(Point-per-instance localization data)
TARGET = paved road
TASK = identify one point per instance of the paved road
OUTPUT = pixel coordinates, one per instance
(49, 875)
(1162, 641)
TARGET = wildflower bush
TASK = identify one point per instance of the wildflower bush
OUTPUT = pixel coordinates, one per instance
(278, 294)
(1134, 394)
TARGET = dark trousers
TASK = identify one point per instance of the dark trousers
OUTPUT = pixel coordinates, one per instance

**WORK REQUEST**: What you return should be the records above, repeated exactly.

**EXPECTED OUTPUT**:
TARGET = paved road
TASK = identify one point per instance of the paved road
OUTPUT = pixel coordinates, one per instance
(49, 875)
(1162, 641)
TARGET = wildflower bush
TASK = identify one point per instance of the wildflower bush
OUTPUT = pixel coordinates, one per instance
(278, 294)
(1134, 394)
TARGET = dark trousers
TASK = identify one point per instance of the dark trousers
OUTPUT = pixel coordinates, one per instance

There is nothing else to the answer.